WORK INSTRUCTION >> Give back every record below, character for character.
----- RECORDS SHOWN -----
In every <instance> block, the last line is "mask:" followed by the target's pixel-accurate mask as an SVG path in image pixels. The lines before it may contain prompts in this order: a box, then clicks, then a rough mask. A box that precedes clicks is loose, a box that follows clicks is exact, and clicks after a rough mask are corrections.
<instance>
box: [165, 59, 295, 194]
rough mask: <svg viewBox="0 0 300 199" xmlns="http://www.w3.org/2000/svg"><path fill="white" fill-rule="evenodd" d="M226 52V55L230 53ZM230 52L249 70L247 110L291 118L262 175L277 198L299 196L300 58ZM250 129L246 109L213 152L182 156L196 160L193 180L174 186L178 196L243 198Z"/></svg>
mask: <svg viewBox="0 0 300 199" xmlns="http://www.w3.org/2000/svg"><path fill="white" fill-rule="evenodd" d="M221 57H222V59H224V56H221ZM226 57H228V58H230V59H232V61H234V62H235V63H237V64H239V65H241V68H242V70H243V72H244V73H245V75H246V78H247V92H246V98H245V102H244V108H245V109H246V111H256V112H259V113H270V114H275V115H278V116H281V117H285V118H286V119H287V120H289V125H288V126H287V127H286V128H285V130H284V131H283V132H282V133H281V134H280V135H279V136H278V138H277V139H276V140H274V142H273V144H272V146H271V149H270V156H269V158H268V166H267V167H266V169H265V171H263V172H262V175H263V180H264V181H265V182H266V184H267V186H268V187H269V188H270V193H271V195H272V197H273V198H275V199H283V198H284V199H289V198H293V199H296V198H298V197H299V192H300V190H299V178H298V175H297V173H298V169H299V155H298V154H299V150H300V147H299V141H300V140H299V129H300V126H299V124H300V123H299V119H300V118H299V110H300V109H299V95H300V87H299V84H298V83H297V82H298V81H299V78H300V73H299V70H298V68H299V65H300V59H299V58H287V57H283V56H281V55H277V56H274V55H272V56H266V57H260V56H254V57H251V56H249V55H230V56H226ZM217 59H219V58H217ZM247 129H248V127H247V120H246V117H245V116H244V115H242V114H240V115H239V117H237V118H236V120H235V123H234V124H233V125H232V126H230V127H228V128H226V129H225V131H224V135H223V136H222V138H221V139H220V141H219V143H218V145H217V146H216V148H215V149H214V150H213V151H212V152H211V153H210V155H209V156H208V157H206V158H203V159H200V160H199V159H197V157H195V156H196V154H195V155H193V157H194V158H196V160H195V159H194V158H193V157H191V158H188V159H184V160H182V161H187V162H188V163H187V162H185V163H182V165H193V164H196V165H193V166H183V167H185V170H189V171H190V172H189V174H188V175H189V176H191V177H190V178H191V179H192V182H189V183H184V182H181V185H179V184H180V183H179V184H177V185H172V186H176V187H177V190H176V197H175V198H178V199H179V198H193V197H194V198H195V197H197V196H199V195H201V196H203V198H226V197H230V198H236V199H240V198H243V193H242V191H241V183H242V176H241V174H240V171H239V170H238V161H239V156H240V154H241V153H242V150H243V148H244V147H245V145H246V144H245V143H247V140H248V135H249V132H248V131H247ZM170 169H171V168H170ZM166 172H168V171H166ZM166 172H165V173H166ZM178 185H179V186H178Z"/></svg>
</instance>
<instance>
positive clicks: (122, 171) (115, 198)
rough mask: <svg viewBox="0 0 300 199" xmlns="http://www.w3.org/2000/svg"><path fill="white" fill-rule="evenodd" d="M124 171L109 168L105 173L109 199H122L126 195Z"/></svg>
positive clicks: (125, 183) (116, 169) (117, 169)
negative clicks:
-----
RESPONSE >>
In every <instance> block, the last line is "mask:" followed by the target's pixel-accurate mask as an SVG path in image pixels. The lines before it may contain prompts in this order: a box, then clicks, then a rough mask. A box that precedes clicks is loose, a box that follows clicks is exact, and clicks after a rough mask are corrections.
<instance>
box: [165, 59, 295, 194]
rough mask: <svg viewBox="0 0 300 199" xmlns="http://www.w3.org/2000/svg"><path fill="white" fill-rule="evenodd" d="M226 52V55L230 53ZM230 52L249 70L247 110L291 118L262 175L277 198L299 196L300 58ZM250 129L246 109L213 152L182 156L196 160L193 180L174 186L178 196L243 198Z"/></svg>
mask: <svg viewBox="0 0 300 199" xmlns="http://www.w3.org/2000/svg"><path fill="white" fill-rule="evenodd" d="M221 57H222V59H224V56H221ZM226 57H228V58H230V59H232V61H234V62H235V63H237V64H239V65H241V68H242V70H243V72H244V73H245V75H246V78H247V92H246V98H245V102H244V108H245V109H246V111H256V112H259V113H270V114H275V115H278V116H281V117H285V118H286V119H287V120H289V125H288V126H287V127H286V128H285V130H284V131H283V132H282V133H281V134H280V135H279V136H278V138H277V139H276V140H274V142H273V144H272V146H271V149H270V156H269V158H268V166H267V167H266V169H265V171H263V172H262V175H263V180H264V181H265V182H266V184H267V186H268V187H269V188H270V193H271V195H272V197H273V198H275V199H283V198H284V199H289V198H293V199H296V198H298V197H299V192H300V190H299V178H298V175H297V173H298V169H299V155H298V154H299V150H300V147H299V141H300V140H299V129H300V126H299V124H300V123H299V119H300V118H299V110H300V109H299V95H300V87H299V84H298V83H297V82H298V81H299V78H300V73H299V70H298V68H299V65H300V59H299V58H287V57H283V56H281V55H277V56H274V55H272V56H266V57H260V56H254V57H251V56H249V55H230V56H226ZM217 59H219V58H217ZM247 129H248V127H247V120H246V117H245V116H244V115H242V114H240V115H239V117H237V118H236V120H235V123H234V124H233V125H232V126H230V127H228V128H226V129H225V131H224V135H223V136H222V138H221V139H220V141H219V143H218V145H217V146H216V148H215V149H214V150H213V151H212V152H211V153H210V155H209V156H208V157H206V158H203V159H200V160H199V159H197V157H195V156H196V154H195V155H193V157H194V158H196V160H195V159H194V158H193V157H191V158H188V159H184V160H182V161H187V162H188V163H187V162H185V163H182V165H193V164H196V165H193V166H183V167H185V170H189V171H190V172H189V174H188V175H189V176H191V177H190V178H191V179H192V182H189V183H184V182H181V185H179V184H180V183H179V184H177V185H172V186H176V187H177V190H176V197H175V198H178V199H179V198H193V197H194V198H195V197H197V196H199V195H201V196H203V198H226V197H230V198H236V199H240V198H243V193H242V191H241V183H242V176H241V174H240V171H239V170H238V161H239V156H240V154H241V153H242V150H243V148H244V147H245V145H246V144H245V143H247V140H248V135H249V132H248V131H247ZM170 169H171V168H170ZM166 172H168V171H166ZM166 172H165V173H166ZM178 185H179V186H178Z"/></svg>
</instance>
<instance>
positive clicks: (122, 171) (115, 198)
rough mask: <svg viewBox="0 0 300 199" xmlns="http://www.w3.org/2000/svg"><path fill="white" fill-rule="evenodd" d="M124 171L109 168L105 173L109 199H122L126 195Z"/></svg>
positive clicks: (125, 183) (116, 169) (117, 169)
negative clicks:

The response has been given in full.